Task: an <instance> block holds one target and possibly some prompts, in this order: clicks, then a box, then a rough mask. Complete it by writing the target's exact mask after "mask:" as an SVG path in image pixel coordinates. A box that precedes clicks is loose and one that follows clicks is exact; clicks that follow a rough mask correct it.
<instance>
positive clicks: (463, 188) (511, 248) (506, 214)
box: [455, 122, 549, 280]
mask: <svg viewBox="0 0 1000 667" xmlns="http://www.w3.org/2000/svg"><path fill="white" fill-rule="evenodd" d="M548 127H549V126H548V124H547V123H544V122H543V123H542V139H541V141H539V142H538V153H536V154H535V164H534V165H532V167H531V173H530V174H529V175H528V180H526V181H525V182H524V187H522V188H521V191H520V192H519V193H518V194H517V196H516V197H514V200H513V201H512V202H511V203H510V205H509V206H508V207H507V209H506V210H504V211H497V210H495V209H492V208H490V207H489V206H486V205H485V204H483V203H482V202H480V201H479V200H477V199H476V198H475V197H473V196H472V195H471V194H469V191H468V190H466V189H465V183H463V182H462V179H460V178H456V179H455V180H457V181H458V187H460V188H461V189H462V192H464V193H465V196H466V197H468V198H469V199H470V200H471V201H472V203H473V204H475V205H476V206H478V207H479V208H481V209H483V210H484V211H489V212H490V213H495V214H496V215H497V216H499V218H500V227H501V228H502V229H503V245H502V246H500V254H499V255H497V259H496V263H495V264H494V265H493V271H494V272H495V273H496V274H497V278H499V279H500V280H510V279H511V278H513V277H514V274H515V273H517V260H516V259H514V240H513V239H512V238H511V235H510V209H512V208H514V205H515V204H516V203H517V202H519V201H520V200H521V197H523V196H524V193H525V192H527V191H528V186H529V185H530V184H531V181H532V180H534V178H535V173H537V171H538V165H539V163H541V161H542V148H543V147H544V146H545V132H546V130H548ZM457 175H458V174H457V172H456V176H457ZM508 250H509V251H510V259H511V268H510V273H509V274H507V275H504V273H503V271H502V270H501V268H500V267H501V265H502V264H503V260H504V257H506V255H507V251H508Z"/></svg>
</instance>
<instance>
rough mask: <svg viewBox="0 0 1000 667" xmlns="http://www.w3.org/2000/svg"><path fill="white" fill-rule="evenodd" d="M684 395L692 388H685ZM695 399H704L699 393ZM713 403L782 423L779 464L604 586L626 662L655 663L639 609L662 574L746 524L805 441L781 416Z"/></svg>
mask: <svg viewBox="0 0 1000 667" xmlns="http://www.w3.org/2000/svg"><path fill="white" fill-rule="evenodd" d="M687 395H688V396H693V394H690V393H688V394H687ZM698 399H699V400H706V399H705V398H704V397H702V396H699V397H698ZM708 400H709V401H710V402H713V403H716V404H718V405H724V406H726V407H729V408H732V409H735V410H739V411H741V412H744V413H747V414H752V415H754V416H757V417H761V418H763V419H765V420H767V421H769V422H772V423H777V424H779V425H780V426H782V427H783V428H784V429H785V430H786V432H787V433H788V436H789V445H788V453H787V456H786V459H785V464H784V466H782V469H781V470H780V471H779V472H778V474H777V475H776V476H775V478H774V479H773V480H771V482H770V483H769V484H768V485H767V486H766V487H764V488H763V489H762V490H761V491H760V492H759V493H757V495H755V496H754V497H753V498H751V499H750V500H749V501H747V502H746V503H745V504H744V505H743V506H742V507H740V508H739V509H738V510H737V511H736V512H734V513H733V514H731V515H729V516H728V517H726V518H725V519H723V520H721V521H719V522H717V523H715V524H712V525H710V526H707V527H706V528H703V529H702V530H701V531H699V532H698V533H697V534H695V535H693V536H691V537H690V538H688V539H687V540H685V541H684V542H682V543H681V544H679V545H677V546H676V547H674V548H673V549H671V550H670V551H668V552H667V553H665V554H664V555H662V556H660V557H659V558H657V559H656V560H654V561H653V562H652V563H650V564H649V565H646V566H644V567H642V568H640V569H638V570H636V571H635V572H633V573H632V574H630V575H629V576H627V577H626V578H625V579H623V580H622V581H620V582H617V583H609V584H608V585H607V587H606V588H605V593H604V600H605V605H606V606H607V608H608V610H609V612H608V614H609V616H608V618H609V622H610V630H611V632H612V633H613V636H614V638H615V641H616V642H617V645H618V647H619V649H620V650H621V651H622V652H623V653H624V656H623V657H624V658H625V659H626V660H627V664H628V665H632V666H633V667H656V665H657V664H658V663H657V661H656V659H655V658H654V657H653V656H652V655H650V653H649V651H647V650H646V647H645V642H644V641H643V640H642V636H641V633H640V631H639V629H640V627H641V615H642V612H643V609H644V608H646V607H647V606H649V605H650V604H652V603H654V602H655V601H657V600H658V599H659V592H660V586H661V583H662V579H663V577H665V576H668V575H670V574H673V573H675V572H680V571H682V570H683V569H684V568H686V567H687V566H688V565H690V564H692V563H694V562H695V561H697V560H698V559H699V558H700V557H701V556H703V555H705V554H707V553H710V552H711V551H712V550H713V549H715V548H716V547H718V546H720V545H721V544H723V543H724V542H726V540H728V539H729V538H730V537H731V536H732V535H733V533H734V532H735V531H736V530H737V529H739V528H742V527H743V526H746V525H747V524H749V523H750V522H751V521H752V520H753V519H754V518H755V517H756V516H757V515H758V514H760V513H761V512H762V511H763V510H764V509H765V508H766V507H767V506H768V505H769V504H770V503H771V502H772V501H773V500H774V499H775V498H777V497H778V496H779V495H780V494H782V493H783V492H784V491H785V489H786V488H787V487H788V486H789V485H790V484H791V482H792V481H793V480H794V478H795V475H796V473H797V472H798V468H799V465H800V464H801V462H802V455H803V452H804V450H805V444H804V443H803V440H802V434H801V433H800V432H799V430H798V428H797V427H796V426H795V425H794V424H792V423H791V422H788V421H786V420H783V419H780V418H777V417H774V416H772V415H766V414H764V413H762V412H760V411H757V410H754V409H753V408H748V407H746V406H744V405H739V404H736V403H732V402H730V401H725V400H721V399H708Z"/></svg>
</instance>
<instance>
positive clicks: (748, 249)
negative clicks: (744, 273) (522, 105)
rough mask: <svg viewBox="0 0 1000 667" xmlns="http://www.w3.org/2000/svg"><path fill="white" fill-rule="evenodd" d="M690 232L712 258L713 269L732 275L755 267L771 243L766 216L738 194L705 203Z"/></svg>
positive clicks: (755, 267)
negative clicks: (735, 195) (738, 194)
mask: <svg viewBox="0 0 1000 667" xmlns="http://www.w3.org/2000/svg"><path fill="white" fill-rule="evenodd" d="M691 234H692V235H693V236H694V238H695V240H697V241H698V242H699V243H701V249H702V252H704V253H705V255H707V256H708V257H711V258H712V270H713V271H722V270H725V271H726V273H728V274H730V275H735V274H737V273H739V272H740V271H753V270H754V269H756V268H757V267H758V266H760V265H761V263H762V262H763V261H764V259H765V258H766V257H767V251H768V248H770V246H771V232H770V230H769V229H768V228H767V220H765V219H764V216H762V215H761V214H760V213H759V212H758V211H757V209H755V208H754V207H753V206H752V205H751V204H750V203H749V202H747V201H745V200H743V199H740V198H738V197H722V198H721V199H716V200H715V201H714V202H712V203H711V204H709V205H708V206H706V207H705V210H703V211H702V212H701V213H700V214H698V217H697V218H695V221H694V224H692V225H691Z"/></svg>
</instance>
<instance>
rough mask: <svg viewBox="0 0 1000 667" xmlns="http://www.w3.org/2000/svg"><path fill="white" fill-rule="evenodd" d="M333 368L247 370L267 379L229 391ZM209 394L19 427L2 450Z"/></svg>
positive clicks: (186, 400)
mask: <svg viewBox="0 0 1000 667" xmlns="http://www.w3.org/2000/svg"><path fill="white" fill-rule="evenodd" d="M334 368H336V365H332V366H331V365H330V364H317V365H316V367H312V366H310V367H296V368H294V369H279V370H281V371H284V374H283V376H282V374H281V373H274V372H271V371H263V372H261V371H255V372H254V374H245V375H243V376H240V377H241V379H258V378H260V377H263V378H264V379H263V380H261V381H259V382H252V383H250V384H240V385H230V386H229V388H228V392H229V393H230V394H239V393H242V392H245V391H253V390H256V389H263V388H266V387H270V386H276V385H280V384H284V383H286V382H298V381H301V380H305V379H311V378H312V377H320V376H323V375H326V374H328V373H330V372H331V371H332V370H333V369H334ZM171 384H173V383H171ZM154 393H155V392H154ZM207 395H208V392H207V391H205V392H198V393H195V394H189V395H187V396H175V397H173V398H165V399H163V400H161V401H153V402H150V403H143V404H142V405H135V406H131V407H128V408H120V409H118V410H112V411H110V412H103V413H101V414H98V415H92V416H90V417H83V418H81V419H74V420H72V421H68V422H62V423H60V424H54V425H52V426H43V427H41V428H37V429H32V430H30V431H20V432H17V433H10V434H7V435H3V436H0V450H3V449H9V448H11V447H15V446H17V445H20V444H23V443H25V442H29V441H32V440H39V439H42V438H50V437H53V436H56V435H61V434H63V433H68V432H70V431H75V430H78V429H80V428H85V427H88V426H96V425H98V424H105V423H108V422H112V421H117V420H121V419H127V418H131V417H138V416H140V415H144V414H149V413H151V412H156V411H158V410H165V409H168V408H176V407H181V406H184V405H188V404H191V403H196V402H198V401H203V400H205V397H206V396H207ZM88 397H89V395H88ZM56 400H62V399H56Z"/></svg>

• Task directions:
Every line above from the line with "negative clicks: (735, 195) (738, 194)" to the line with "368L247 370L267 379L229", inclusive, must be returned exactly; no other line belongs in the reply.

• Answer for this exercise:
negative clicks: (735, 195) (738, 194)
mask: <svg viewBox="0 0 1000 667" xmlns="http://www.w3.org/2000/svg"><path fill="white" fill-rule="evenodd" d="M691 234H692V235H693V236H694V238H695V240H697V241H698V242H699V243H701V249H702V252H704V253H705V255H707V256H708V257H711V258H712V270H713V271H722V270H725V271H726V273H728V274H730V275H735V274H737V273H739V272H740V271H753V270H754V269H756V268H757V267H758V266H760V265H761V263H762V262H763V261H764V259H765V258H766V257H767V251H768V248H770V246H771V232H770V230H769V229H768V228H767V220H765V219H764V216H762V215H761V214H760V213H759V212H758V211H757V209H755V208H754V207H753V206H752V205H751V204H750V203H749V202H747V201H745V200H743V199H740V198H738V197H722V198H721V199H716V200H715V201H714V202H712V203H711V204H709V205H708V206H706V207H705V210H703V211H702V212H701V213H700V214H698V217H697V218H695V221H694V224H692V225H691Z"/></svg>
</instance>
<instance>
rough mask: <svg viewBox="0 0 1000 667" xmlns="http://www.w3.org/2000/svg"><path fill="white" fill-rule="evenodd" d="M333 368L247 370L267 379L229 391ZM209 394L19 427L2 450Z"/></svg>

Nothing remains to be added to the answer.